WORK REQUEST A
Summarize the blog post about Maureen Dowd's column in two sentences.
WORK REQUEST B
In the blog post about Maureen Dowd's column, where does the columnist wish she could eat with Paddy Chayefsky?
WORK REQUEST C
Carry on the blog post about Maureen Dowd's column after its final question about Brian Williams.

EXTRACT
--- START ---
We shall stand by and see if the Lion roars to-night.
El Gringo Viejo

Sunday, 9 February 2014

And this really gets my goat....!

¬¬¬¬¬¬¬¬¬¬¬¬¬¬¬¬¬¬¬¬¬¬¬¬¬¬¬¬¬¬¬¬¬¬¬¬¬¬¬¬¬¬¬¬¬¬¬¬¬¬¬¬
 
 
 
      Maureen Dowd is a smart girl, but never does quite arrive at a conclusion supported by critical thought processes.  In her rantish column to-day, she points out how Paddy  Chayefsky would be very distressed if he were alive to-day because of many shortcomings in the Greater Scheme.  To wit:





SundayReview|Op-Ed Columnist


Still Mad as Hell


WASHINGTON — I OFTEN wonder what Paddy would think.
I wish I could have a pastrami on wry with the late writer and satirist at the Carnegie Deli and get an exhilarating blast of truth about “the atomic, subatomic and galactic structure of things today.”
What would Paddy Chayefsky make of Kim Kardashian?
What would he think of Diane Sawyer showing cat videos on the ABC evening news?
What would he say about Brian Williams broadcasting on the Huntley-Brinkley network a video of a pig saving a baby goat while admitting he had no idea if it was phony? (It was.)
--- END ---
Point-localization data:
--- START ---
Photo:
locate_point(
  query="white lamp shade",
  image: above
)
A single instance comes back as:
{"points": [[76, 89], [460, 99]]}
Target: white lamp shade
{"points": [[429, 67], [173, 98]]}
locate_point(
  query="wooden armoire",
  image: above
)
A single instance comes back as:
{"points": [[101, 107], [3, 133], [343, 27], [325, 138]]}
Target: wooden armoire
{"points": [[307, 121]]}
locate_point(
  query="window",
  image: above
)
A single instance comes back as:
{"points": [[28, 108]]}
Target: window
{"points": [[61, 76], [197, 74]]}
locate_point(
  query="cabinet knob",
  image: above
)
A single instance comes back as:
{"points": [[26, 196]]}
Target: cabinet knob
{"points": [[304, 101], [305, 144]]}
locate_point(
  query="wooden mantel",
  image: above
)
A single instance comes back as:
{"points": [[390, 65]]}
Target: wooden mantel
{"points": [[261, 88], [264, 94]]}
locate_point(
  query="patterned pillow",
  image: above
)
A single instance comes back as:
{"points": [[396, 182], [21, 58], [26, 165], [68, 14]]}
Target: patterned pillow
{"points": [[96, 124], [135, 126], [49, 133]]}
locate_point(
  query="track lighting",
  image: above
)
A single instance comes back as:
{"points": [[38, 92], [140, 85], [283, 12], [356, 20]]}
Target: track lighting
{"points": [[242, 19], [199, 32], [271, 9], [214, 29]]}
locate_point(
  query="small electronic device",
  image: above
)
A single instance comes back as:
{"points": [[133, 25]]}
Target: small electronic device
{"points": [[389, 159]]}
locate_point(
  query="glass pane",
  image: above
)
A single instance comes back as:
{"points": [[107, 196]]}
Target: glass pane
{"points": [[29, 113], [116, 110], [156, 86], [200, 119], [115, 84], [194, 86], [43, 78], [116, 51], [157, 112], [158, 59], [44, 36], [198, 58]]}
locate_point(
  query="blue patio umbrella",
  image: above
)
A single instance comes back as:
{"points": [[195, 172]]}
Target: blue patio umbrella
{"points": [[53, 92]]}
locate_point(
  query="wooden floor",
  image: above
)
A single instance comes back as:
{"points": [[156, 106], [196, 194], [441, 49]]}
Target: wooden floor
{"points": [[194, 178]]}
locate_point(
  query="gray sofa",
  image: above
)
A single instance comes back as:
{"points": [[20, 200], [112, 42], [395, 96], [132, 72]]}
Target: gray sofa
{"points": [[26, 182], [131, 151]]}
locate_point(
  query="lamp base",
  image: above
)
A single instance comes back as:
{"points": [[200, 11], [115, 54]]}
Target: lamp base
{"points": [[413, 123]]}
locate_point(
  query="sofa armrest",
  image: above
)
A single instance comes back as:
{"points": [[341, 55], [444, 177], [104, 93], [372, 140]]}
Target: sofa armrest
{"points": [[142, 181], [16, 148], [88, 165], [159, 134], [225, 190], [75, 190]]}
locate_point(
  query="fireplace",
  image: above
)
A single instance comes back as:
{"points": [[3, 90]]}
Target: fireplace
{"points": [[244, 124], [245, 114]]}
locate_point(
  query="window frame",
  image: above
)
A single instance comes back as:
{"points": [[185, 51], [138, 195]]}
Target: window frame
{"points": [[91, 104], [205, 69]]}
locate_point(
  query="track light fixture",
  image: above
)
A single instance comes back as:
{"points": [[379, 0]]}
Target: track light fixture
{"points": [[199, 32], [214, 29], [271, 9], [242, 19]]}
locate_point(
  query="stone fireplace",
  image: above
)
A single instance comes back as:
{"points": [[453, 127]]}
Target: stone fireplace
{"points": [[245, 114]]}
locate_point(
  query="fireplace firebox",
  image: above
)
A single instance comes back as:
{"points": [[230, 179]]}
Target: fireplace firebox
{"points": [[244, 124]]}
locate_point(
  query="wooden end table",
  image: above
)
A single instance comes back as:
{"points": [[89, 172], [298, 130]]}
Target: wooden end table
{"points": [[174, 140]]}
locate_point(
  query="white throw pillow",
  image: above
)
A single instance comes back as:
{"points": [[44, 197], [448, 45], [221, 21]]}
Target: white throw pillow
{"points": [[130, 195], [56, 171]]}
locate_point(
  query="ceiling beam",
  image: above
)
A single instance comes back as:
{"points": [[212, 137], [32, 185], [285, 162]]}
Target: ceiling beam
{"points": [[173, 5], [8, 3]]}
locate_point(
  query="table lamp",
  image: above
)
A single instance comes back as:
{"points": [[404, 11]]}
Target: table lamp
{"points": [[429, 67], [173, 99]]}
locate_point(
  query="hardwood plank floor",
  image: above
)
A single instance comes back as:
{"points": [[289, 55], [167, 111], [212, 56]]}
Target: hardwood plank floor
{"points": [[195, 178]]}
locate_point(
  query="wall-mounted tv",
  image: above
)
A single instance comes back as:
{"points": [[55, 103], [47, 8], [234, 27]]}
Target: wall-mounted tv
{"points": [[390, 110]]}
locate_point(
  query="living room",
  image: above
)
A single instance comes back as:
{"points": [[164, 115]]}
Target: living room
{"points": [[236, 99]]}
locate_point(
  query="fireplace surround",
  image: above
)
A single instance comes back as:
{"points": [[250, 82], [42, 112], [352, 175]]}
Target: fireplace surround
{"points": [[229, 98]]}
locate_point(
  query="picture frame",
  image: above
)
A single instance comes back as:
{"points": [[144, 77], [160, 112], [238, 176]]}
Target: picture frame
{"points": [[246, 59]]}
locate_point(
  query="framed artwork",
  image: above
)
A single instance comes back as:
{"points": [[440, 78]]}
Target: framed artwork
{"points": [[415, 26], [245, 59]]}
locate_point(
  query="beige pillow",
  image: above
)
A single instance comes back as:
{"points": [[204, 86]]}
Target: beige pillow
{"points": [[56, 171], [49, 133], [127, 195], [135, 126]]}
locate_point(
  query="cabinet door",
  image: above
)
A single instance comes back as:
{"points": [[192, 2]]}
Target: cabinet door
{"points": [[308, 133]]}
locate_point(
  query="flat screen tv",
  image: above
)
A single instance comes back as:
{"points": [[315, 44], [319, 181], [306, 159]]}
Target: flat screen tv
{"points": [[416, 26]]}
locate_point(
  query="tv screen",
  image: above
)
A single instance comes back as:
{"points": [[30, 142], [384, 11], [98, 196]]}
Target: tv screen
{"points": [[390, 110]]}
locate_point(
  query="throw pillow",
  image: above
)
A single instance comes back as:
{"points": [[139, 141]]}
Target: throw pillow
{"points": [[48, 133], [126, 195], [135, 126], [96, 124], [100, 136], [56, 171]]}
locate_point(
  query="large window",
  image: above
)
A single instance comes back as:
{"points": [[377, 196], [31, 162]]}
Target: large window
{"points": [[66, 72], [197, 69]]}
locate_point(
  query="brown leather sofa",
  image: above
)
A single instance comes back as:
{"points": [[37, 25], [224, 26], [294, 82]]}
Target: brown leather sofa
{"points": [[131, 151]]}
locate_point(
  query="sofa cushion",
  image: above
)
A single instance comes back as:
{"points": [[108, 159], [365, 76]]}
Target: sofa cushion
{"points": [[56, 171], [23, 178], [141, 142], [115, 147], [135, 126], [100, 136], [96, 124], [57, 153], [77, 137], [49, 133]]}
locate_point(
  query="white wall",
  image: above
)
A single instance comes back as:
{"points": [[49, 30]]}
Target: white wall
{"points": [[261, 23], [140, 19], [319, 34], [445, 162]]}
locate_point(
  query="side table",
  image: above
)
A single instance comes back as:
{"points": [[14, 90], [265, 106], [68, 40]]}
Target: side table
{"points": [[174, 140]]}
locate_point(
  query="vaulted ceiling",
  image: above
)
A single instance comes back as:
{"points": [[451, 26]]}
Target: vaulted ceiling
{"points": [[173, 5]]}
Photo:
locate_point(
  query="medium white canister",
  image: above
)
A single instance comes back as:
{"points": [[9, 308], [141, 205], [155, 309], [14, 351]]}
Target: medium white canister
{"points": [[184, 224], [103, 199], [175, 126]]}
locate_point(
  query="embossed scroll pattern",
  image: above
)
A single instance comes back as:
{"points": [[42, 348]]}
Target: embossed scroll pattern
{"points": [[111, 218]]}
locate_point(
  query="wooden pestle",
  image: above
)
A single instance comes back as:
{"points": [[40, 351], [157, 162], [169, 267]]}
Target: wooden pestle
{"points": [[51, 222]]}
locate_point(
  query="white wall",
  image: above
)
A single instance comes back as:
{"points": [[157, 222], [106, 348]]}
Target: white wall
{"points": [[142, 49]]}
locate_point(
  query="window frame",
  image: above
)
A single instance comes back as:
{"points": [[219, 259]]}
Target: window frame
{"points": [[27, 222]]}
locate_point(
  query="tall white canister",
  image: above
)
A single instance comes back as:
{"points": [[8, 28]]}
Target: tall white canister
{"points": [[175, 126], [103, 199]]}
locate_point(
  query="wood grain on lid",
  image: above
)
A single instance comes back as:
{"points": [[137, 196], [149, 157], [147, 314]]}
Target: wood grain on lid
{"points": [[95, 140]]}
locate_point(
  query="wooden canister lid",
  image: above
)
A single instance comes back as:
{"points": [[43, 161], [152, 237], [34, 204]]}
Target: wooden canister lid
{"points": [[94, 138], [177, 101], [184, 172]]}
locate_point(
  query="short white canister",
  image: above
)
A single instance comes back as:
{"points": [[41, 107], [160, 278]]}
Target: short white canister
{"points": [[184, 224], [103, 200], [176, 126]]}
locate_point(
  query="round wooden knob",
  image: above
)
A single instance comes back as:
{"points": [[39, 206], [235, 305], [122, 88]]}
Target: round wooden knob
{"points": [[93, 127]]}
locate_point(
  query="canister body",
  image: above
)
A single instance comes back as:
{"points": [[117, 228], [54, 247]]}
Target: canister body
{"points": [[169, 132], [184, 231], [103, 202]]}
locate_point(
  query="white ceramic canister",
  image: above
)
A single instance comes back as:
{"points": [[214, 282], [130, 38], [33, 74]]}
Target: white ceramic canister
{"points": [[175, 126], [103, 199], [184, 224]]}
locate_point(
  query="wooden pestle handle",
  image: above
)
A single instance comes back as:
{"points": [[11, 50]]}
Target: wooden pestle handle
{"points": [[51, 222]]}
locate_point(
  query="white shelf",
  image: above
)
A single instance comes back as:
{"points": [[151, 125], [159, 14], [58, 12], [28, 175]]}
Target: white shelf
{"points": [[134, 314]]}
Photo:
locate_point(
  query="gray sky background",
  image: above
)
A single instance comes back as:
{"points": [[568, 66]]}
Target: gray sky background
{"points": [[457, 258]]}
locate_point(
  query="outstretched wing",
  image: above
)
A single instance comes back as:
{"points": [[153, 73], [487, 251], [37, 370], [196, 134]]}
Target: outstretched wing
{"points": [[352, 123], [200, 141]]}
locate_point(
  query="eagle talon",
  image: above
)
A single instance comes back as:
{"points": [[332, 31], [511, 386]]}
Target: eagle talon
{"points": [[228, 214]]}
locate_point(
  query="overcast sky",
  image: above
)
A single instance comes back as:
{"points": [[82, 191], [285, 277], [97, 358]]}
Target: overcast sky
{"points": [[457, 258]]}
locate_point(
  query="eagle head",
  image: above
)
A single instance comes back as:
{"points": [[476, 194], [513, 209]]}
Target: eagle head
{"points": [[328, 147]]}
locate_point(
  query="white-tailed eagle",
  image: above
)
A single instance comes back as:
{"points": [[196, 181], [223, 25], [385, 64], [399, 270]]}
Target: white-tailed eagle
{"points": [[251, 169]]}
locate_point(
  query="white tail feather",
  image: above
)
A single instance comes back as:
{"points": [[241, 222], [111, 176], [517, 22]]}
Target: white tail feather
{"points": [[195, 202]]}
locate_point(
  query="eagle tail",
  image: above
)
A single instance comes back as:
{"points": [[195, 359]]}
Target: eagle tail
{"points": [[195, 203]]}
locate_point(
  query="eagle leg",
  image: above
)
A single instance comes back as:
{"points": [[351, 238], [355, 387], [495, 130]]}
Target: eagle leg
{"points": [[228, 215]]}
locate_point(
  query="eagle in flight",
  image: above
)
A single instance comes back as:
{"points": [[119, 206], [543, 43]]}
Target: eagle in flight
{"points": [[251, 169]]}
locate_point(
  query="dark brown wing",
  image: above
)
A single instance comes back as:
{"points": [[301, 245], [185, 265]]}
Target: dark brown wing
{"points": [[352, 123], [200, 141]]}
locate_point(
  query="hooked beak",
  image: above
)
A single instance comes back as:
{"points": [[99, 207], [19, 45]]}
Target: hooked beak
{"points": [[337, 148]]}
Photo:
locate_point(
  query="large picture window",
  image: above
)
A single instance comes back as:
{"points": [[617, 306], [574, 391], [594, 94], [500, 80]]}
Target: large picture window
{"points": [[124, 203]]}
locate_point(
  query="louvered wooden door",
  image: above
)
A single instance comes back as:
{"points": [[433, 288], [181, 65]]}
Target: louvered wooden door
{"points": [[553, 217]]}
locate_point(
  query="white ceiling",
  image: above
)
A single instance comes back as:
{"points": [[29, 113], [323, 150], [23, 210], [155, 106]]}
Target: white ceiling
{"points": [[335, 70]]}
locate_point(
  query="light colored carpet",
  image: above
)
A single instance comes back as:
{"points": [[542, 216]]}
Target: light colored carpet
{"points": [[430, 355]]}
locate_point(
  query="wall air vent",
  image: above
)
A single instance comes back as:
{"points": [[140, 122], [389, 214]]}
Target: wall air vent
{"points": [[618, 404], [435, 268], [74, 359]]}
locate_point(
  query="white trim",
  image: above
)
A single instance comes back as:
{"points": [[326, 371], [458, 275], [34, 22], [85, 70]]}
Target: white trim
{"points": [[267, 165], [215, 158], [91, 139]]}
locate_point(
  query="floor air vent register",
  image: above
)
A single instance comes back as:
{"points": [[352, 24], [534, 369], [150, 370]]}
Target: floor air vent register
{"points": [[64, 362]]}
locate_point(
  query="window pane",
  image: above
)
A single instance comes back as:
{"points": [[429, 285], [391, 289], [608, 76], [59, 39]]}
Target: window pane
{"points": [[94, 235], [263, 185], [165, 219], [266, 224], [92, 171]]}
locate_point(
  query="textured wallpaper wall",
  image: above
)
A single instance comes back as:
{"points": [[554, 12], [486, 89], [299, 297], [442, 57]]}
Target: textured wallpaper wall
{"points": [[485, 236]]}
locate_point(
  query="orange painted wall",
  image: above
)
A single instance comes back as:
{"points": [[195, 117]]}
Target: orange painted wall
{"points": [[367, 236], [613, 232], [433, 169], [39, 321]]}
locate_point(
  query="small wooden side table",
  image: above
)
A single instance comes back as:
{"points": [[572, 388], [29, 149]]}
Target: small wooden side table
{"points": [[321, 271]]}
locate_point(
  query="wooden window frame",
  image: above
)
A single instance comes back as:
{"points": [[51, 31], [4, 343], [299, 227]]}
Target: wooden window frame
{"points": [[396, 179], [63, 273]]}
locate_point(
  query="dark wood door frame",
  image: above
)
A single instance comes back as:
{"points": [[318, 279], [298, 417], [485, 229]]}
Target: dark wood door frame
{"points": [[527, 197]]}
--- END ---
FINAL ANSWER A
The post, dated Sunday, 9 February 2014, calls Maureen Dowd smart but says she never quite reaches a conclusion supported by critical thought. It says her column argues that Paddy Chayefsky would be distressed by many of today's shortcomings, and the quoted column asks what he would make of Kim Kardashian, Diane Sawyer showing cat videos on the ABC evening news, and Brian Williams airing a video of a pig saving a baby goat that turned out to be phony.

FINAL ANSWER B
At the Carnegie Deli.

FINAL ANSWER C
What would Paddy rant about the viral, often venomous world of the Internet, Twitter and cable news, where fake rage is all the rage all the time, bleeding over into a Congress that chooses antagonism over accomplishment, no over yes?
What would he think of ominous corporate “synergy” run amok, where “news” seamlessly blends into promotion, where it’s frighteningly easy for corporate commercial interests to dictate editorial content?
What would Paddy say about the Murdochization of the news, where a network slants its perspective because it sells and sells big?
What would he make of former Time Inc. Editor-in-Chief Norman Pearlstine returning in a new position as Time Inc.’s chief content officer, breaking the firewall between editorial and business as he works “with business and edit teams to drive the development of new content experiences and products throughout our portfolio that will fuel future revenue growth,” as C.E.O. Joe Ripp put it?
What would Paddy think of American corporations skipping out on taxes by earning nearly half of their profits in tax-haven countries?
What would he think of the unholy alliance between Internet giants like Google and Facebook and the U.S. national security apparatus?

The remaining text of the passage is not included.